Required task: Express every line of the data below as a JSON list of strings, one string per line, omitting blank lines.

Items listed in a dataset
╭──

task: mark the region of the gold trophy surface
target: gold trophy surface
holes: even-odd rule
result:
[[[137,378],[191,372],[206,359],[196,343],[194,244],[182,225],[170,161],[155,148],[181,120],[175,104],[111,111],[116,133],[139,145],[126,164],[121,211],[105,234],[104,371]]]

╰──

Output of the exercise:
[
  "task: mark the region of the gold trophy surface",
  "target: gold trophy surface",
  "holes: even-odd rule",
  "result:",
  "[[[137,378],[191,372],[206,359],[196,343],[194,244],[182,225],[170,161],[155,148],[181,120],[175,104],[111,111],[116,133],[139,145],[126,164],[121,211],[105,234],[104,371]]]"
]